DOCUMENT PASSAGE.

- - -

ECOSOC began with the UN Charter, and initially only consisted of 18 seats but it has expanded over time to fulfil the needs of greater representation for formerly colonized countries (particularly in Africa and Asia) and grew to today’s size of 54 seats, being split up between 6 regional groups that roughly correspond to their geographic location.
Some of the UN’s biggest feats have been orchestrated by ECOSOC. It is responsible for the implementation and monitoring the progress of SDGs across all member states and commissions under its jurisdiction (such as CSW) have had landmark roles in struggles such women’s rights and gender equality.
Introduction – Issue:
Search any monetary statistic online or random figures for your next class assignment. There’s a 99.99% chance that you’ll find you numbers in dollars (unless you actually search for any other currency.) Now, why is that? And should it continue to be that way? Those are the questions we’ll be answering at this conference.
To start with, how did the USA get their currency to rule the roost? Some primal factors that contribute to the USA continued dominance of their currency includes:
1) Its stable value. Since the USA is one of the best performing economies in the world, it has a higher per-capita income than almost any other country, has better inflation rates and whatnot that contributed to it being one of the most stable currencies in the world, compared to a country like India which has a slightly more volatile economy and has a worse rupee-dollar exchange rate. That’s why dollars are more valuable than rupees (in this case) and that’s why it’s considered the benchmark.
2) The size of the economy. Simply put, the USA has the highest GDP in the world and trying to trade with the USA as a smaller nation like trying to out-shoot Larry Bird, which is pretty much next to impossible. Due to the USA’s sheer size and geopolitical heft, they can easily crush any opposing currencies by sanctioning countries, placing tariffs, trade embargoes and a host of other measures to make any currency spiral into ruin.
And some countries are very comfortable with this equation, but other developing countries and rival superpowers aren’t very happy with the dollar’s dominance and have tried to circumvent this weakness, because the hand that feeds you could also choke you when you least expect it. Case in point: the Russo-Ukrainian war. The first strike to Russia’s economy was freezing foreign assets (which were mostly in dollars) and preventing Russia access to SWIFT whose primary currency of exchange is in dollars.

- - -

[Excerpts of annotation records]
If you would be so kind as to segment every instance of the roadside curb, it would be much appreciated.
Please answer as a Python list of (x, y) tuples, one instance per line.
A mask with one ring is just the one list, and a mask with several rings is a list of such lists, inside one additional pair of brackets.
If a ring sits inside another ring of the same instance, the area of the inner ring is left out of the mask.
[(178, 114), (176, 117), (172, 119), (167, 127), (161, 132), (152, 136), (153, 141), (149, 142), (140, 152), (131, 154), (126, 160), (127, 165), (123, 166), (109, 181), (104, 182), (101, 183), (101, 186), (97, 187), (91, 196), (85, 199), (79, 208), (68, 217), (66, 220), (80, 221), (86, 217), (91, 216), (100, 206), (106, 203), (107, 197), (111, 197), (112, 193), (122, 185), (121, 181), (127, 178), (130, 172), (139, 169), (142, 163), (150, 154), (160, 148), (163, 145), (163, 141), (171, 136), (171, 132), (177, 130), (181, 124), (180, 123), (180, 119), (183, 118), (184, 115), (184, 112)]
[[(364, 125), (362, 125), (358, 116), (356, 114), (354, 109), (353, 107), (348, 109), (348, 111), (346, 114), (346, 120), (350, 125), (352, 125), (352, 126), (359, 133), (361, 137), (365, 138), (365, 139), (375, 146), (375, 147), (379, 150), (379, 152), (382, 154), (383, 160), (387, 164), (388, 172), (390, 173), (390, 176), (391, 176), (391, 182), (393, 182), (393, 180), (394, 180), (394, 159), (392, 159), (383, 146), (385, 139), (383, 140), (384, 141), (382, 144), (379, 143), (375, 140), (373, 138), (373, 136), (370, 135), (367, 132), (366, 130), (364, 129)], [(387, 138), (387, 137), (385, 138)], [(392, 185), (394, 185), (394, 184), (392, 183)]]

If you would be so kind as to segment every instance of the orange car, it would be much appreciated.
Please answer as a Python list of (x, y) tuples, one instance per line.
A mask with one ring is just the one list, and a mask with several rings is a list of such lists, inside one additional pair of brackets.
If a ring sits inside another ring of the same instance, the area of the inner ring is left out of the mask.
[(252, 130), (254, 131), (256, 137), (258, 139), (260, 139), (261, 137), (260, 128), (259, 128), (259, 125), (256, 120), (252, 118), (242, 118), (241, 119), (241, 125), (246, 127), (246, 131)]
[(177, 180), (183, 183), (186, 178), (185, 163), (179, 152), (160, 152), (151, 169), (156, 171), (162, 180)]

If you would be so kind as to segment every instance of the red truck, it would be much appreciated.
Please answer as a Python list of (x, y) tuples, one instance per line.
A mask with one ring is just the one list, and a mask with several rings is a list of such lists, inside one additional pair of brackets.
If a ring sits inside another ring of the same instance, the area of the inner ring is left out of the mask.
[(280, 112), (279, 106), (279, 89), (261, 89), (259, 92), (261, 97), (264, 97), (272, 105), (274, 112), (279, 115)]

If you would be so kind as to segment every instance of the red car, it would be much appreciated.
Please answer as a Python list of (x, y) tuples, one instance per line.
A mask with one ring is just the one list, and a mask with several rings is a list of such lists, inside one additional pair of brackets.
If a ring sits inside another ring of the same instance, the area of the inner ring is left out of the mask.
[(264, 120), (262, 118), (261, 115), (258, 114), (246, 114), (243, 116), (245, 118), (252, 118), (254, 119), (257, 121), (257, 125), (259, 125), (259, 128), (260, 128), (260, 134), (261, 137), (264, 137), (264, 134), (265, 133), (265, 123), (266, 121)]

- - -

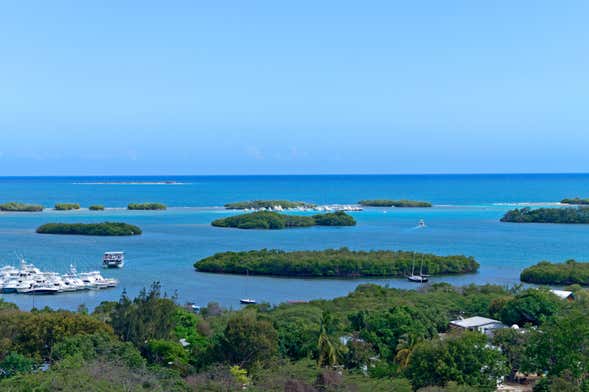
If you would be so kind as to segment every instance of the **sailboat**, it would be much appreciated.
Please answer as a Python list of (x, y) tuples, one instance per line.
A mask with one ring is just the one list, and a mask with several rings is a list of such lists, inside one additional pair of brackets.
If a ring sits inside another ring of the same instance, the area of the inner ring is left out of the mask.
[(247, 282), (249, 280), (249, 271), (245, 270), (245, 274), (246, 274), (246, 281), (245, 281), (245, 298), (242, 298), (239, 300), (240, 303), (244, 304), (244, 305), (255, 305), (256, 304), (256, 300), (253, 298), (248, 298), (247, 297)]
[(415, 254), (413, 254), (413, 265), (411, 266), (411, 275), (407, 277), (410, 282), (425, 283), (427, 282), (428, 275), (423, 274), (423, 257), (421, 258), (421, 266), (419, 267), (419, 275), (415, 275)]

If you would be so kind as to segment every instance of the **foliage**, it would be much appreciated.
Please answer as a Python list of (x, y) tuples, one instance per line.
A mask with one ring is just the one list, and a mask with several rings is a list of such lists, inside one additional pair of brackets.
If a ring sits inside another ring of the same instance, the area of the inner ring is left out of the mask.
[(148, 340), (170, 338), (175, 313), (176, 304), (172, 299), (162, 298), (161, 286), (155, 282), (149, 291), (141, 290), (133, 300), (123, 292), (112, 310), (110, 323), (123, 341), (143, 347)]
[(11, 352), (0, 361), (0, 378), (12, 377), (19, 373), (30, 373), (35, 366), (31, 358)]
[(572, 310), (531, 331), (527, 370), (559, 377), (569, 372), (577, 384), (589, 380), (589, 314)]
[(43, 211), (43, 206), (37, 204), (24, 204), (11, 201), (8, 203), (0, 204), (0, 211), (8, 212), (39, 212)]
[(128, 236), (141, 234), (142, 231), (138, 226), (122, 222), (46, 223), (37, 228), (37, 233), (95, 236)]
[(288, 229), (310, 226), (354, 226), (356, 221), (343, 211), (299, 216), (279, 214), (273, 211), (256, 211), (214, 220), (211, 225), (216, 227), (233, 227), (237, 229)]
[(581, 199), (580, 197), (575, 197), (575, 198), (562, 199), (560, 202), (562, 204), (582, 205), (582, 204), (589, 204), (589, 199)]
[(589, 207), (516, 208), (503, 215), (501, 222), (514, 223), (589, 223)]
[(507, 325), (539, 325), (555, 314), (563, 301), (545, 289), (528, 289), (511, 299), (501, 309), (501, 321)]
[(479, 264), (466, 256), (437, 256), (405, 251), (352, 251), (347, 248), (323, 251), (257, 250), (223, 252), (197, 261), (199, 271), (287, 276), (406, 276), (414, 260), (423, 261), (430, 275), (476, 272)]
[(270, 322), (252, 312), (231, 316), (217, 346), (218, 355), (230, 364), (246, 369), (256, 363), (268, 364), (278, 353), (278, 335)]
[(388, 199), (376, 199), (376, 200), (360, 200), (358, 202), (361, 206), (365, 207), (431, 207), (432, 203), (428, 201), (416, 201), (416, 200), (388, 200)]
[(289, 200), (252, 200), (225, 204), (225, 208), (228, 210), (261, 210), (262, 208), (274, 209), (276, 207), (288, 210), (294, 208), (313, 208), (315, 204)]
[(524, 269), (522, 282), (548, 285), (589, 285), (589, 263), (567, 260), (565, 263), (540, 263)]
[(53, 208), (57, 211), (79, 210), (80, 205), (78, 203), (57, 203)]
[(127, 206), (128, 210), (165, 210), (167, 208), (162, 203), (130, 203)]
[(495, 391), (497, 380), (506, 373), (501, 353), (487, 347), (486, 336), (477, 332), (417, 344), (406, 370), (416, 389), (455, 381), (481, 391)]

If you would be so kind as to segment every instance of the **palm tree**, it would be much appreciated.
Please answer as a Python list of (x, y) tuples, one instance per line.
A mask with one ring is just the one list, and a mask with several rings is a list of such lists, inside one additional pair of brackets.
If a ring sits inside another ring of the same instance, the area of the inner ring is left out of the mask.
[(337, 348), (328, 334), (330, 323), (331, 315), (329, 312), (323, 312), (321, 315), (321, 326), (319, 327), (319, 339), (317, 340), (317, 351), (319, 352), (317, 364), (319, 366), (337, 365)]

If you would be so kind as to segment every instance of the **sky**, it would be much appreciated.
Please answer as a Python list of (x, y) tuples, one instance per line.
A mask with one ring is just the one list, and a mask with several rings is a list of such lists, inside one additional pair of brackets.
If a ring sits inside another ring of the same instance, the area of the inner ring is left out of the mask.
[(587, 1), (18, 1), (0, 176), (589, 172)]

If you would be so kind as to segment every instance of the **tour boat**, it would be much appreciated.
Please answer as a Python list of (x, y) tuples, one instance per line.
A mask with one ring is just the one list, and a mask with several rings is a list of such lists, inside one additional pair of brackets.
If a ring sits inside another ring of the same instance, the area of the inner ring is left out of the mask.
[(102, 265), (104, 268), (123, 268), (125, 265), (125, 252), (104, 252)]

- - -

WRITTEN INSTRUCTION 1. Rewrite the ECOSOC and dollar text from "ECOSOC began with" to "and gender equality.", renaming "seats" as "places" at every occurrence.
WRITTEN INSTRUCTION 2. Check each statement against the ECOSOC and dollar text and mark it yes or no: (a) ECOSOC started out with 18 seats. (b) ECOSOC's seats are divided among 6 regional groups. (c) Russia kept its access to SWIFT.
WRITTEN INSTRUCTION 3. Proceed with the ECOSOC and dollar text, picking up after its final sentence.

TASK RESPONSE 1.
ECOSOC began with the UN Charter, and initially only consisted of 18 places but it has expanded over time to fulfil the needs of greater representation for formerly colonized countries (particularly in Africa and Asia) and grew to today’s size of 54 places, being split up between 6 regional groups that roughly correspond to their geographic location.
Some of the UN’s biggest feats have been orchestrated by ECOSOC. It is responsible for the implementation and monitoring the progress of SDGs across all member states and commissions under its jurisdiction (such as CSW) have had landmark roles in struggles such women’s rights and gender equality.

TASK RESPONSE 2.
(a) Yes: "initially only consisted of 18 seats"
(b) Yes: "being split up between 6 regional groups"
(c) No: "preventing Russia access to SWIFT"

TASK RESPONSE 3.
That’s why ‘de-dollarization’ is the hottest economical suggestion, which is aggressively marketed by rival superpowers such as Russia and China. In fact, the BRICS alliance could be the major focal point of this experiment with Russia and China holding huge clout in Eastern Europe and Asia, and India could take a slice of the pie being the voice of the global south (or so it claims.)
There are some bugs in the system, but many countries are pushing for a complete abolishment of the dollar in their economies and are willing to risk their country’s economic stability. The trouble is if the bread falls on the buttered side, it’s the people of those nations who must pay.
In short, this issue is primarily geopolitical in nature, with economic rationale being interpreted by each country. Your job as delegates is to defend your country’s position on this issue and to formulate solutions to either let business go on as usual or abolish the dollar completely. When politics and economics get amorphized, there’s no middle ground. There are no fence-sitters on this issue.
Propositions – Concern:
1) How can de-dollarization redefine we way we think about economics in a nutshell? The US is considered to be the gold standard for most economical matrices, but if its universality is replaced, who is Mr. Perfect?
2) How far will fiscal policy and the global economy be shaken by a transition from the dollar to another currency? Could it regurgitate an economic crisis similar to the 2008-09 crisis or could it be worse?
3) Could a geopolitical standoff (or even in the worst-case scenario, a war) break out if massive de-dollarization takes place and how would countries react to this potential scenario?
Major Stakeholders:
1) USA: Even from the agenda, you can infer how central the USA is to de-dollarization. But, even more so because of the Bretton Woods agreement, which was signed after the war, whereby major nations pegged the values of their currencies after the dollar (which were pegged to gold reserves that the US held.) The USA obviously opposes de-dollarization because why not? Why would you sacrifice leverage and political clout by renouncing the dollar? That’s why the USA has brutally responded to de-dollarization with economic sanctions and financial regulations from global financial institutions (which are usually funded and led by Americans.)
2) China: They hold a diametrically opposite view to the USA’s, by actively promoting the yuan as an alternative to the dollar, especially in Belt & Road projects where they conduct transactions via the yuan. They’ve also strong-armed weaker nations like Pakistan (who has a huge amount of bad Chinese debt) to pay back/trade with China via the yuan as opposed to the dollar.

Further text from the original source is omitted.